_Excerto do documento_
☆ ☆ ☆

Se hoje se diverte a cozinhar, na adolescência nem tanto. Quando tinha perto de 16 anos, a família de Maria Dulce atravessou “uma fase complicada”. Com o pai desempregado por um “longo período”, a mãe optou por vender o bolo de família a cafés e pastelarias para garantir o sustento. “Todas as noites recheava perto de seis ou sete dúzias de Tamarinas. Não há gosto que resista. Fiquei anti-Tamarina durante uns tempos, até me bater a saudade”, declara.

Pedia que fossem fiéis à receita [original]”

Apesar do esforço para perpetuar a receita original, Maria Dulce confessa estar descontente com as Tamarinas que encontra à venda nos cafés e pastelarias. “Apenas pedia que fossem fiéis à receita [original]. Sempre apelidaram de Tamarina o que eu não considero”, diz, afirmando que o “segredo” está no recheio.

Até Maio de 2022, o registo do bolo pertencia a Carolina Roque, pasteleira local e cliente de Angeolila que ficou com a receita após o fecho da Tá Mar, no final dos anos 70. Na Almoinha, em Sesimbra, Carolina Roque fazia e vendia Tamarinas, seguindo uma receita que se distanciava da original, tal como acontecia nas restantes pastelarias da região. Assim que a pasteleira decidiu encerrar o estabelecimento, a autarquia não só ficou com a patente do doce, como a elevou ao estatuto de Especialidade Tradicional Local e criou o Dístico da Tamarina de Sesimbra para todos as pastelarias que decidam vender o produto.

Foi ainda organizado um workshop com 12 pasteleiros que se voluntariaram para aprender a receita original com a neta da criadora, acção que Maria Dulce considera não ter surtido efeito. “Das que já provei, apenas uma pastelaria optou por seguir a receita e tem tido muito sucesso”.

☆ ☆ ☆

_Desafio A_
Reproduza, sem qualquer alteração, o trecho do excerto sobre a Tamarina que abre com as palavras "Apesar do esforço" e fecha com "está no recheio.".

☆ ☆ ☆

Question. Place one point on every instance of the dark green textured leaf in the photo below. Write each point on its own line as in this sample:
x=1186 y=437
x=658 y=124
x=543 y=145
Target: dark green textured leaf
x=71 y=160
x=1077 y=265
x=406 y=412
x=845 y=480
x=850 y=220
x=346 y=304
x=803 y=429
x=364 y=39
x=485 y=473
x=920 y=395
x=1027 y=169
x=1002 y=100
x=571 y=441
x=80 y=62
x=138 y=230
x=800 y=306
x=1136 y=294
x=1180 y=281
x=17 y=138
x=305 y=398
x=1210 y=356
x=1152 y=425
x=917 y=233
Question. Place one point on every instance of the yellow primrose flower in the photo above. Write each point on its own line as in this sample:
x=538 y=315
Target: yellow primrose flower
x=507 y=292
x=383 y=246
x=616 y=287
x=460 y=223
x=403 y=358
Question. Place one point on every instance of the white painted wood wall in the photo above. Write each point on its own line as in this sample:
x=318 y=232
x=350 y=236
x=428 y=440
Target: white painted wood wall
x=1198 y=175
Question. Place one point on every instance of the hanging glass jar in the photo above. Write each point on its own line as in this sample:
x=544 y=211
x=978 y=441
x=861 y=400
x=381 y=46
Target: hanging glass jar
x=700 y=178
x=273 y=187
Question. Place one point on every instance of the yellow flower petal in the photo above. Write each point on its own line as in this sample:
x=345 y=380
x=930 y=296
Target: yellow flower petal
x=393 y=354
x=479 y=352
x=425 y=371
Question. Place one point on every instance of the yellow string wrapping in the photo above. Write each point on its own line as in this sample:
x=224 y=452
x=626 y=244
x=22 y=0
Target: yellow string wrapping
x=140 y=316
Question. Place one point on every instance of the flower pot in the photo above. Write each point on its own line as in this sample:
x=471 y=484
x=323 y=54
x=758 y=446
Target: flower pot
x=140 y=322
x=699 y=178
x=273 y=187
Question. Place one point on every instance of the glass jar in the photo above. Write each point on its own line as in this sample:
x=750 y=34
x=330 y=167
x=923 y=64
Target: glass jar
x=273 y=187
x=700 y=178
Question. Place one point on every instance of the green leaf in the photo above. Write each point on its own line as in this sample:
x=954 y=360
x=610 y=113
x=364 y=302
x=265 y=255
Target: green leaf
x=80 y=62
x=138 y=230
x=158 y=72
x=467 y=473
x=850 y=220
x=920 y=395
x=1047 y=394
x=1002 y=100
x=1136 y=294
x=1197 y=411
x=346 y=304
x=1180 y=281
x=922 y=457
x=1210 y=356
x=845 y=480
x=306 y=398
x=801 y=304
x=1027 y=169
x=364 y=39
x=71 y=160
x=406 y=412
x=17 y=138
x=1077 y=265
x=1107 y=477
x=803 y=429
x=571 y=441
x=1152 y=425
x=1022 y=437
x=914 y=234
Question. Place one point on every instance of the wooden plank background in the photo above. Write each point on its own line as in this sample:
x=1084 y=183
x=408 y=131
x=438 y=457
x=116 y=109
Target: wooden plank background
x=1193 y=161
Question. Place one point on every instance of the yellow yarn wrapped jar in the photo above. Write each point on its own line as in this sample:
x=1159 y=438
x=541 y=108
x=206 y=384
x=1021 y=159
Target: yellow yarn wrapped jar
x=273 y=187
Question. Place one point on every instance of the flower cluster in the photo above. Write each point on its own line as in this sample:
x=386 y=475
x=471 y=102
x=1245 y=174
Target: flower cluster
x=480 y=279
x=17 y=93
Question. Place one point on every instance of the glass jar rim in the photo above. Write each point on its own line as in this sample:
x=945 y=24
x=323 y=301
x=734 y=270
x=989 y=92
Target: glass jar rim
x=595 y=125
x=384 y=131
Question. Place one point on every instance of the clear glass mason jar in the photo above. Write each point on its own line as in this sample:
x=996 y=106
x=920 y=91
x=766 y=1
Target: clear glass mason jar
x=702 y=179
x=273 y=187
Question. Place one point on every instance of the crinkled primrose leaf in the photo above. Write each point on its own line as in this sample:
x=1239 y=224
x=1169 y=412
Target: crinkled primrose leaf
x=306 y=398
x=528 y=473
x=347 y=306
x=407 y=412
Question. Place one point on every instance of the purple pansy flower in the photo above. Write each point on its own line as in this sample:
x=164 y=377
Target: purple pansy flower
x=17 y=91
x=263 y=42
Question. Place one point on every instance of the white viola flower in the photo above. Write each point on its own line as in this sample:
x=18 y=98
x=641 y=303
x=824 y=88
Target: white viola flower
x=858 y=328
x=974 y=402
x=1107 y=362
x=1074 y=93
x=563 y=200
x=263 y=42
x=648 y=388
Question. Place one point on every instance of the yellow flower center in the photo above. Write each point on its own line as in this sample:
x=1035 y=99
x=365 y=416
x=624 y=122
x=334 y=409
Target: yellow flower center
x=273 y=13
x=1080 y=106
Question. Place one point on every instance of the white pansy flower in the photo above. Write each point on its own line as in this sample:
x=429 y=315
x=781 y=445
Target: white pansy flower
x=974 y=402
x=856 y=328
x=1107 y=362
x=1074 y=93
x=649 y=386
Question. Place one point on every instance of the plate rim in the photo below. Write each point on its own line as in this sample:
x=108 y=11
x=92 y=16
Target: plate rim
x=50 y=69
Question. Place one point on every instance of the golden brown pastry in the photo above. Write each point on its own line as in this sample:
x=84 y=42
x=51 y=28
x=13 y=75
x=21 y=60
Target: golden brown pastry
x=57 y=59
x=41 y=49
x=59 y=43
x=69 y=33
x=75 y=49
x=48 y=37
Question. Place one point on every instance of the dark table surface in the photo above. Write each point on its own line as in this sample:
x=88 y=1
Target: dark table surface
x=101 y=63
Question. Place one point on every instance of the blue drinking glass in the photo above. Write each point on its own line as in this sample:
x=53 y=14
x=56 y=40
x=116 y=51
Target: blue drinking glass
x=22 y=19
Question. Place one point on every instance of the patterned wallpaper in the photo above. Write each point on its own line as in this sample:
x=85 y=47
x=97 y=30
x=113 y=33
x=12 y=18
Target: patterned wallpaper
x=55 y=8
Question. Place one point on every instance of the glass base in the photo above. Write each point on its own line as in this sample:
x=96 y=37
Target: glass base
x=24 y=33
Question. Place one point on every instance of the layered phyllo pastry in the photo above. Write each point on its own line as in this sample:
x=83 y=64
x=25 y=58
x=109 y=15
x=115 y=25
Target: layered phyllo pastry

☆ ☆ ☆

_Desafio B_
Some 103 a cada coordenada das respostas e volte a escrever a parte dos registos que começa no início destes e termina na linha que contém "x=1198 y=175", ambas incluídas, com os pedidos. Apresente apenas essas linhas.

_Resposta final A_
Apesar do esforço para perpetuar a receita original, Maria Dulce confessa estar descontente com as Tamarinas que encontra à venda nos cafés e pastelarias. “Apenas pedia que fossem fiéis à receita [original]. Sempre apelidaram de Tamarina o que eu não considero”, diz, afirmando que o “segredo” está no recheio.

_Resposta final B_
Question. Place one point on every instance of the dark green textured leaf in the photo below. Write each point on its own line as in this sample:
x=1186 y=437
x=658 y=124
x=543 y=145
Target: dark green textured leaf
x=174 y=263
x=1180 y=368
x=509 y=515
x=948 y=583
x=953 y=323
x=449 y=407
x=906 y=532
x=467 y=142
x=588 y=576
x=1023 y=498
x=1130 y=272
x=1105 y=203
x=674 y=544
x=183 y=165
x=241 y=333
x=903 y=409
x=1239 y=397
x=1283 y=384
x=120 y=241
x=408 y=501
x=1313 y=459
x=1255 y=528
x=1020 y=336
Question. Place one point on every instance of the yellow primrose flower in the photo above. Write each point on its own line as in this sample:
x=538 y=315
Target: yellow primrose flower
x=610 y=395
x=486 y=349
x=719 y=390
x=563 y=326
x=506 y=461
Question. Place one point on every instance of the white painted wood wall in the photo above. Write each point on its own line as in this sample:
x=318 y=232
x=350 y=236
x=428 y=440
Target: white painted wood wall
x=1301 y=278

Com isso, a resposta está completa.